## PROBLEM TO SOLVE:
Can you pull out each line of the data below that includes the word "from"?

## INFORMATION:
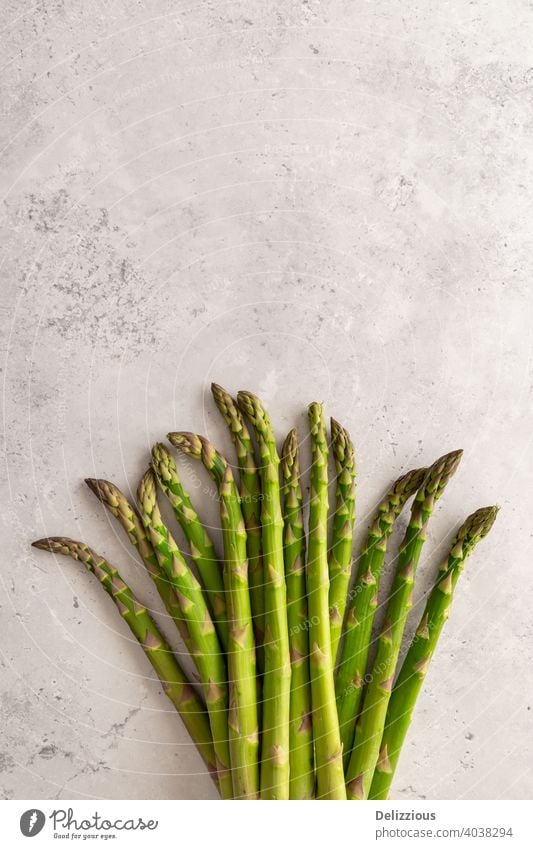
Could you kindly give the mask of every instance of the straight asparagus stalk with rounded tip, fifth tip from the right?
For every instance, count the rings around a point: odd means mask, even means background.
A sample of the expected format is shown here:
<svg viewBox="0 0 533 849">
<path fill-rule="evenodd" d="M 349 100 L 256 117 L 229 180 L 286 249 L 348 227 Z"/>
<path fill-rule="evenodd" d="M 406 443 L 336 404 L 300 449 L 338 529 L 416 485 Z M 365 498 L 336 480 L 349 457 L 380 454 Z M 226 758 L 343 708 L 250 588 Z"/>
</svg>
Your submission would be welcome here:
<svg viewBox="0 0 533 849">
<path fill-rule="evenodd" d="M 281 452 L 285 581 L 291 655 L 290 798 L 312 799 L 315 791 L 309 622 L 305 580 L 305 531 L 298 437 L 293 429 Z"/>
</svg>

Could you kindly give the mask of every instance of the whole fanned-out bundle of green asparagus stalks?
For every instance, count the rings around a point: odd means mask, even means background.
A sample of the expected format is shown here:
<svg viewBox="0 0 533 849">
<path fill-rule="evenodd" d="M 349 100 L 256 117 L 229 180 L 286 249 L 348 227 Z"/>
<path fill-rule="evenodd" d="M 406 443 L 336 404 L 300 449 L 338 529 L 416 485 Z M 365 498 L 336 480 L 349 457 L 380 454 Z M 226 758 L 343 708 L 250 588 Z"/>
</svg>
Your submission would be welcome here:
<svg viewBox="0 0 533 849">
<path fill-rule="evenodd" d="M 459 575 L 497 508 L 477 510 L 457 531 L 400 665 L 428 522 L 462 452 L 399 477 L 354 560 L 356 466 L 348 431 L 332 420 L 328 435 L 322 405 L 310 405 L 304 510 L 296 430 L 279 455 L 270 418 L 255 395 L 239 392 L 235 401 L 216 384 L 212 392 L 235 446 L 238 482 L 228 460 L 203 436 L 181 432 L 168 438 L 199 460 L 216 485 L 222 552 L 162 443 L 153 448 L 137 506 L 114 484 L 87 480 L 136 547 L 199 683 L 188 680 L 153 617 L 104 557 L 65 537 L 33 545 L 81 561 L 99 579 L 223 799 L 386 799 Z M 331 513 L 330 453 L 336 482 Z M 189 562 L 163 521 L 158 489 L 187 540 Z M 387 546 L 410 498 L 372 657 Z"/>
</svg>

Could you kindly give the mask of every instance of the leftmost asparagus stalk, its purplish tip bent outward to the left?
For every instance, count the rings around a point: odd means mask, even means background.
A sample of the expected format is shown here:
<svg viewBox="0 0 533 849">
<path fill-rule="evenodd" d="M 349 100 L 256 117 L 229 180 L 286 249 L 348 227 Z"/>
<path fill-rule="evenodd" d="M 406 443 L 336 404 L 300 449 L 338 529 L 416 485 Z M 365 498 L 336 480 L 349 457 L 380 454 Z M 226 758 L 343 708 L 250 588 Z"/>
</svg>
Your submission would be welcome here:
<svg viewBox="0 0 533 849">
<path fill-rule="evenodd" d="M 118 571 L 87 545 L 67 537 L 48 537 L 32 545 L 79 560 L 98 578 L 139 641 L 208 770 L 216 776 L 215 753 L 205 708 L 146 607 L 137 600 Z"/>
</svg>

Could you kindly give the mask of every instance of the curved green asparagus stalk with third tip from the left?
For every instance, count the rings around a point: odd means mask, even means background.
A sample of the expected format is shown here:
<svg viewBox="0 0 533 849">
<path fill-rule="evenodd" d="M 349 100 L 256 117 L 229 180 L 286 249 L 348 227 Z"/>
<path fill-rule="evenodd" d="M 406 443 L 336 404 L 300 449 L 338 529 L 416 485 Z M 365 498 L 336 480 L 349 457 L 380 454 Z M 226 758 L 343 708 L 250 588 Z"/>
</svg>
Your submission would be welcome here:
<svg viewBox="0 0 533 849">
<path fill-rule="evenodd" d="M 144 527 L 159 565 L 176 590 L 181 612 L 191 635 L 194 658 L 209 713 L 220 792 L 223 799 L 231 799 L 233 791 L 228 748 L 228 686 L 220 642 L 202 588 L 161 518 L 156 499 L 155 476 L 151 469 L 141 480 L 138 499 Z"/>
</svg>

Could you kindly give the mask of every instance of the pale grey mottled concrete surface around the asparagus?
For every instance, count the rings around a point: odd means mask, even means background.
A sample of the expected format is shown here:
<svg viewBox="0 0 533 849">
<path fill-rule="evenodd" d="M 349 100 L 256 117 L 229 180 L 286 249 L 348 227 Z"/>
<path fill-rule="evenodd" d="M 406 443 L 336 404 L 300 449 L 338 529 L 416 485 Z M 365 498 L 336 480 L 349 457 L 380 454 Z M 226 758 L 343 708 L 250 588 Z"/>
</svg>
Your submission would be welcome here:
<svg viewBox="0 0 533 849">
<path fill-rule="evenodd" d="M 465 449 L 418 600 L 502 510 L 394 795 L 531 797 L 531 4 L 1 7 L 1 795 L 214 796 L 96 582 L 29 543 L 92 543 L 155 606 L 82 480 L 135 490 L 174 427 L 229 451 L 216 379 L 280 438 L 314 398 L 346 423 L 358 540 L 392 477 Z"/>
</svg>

## PROBLEM SOLUTION:
Could you kindly give the mask of every instance of the straight asparagus stalk with rounded tip, fifth tip from the right?
Could you kindly give the mask of every instance of the curved green asparagus stalk with third tip from the left?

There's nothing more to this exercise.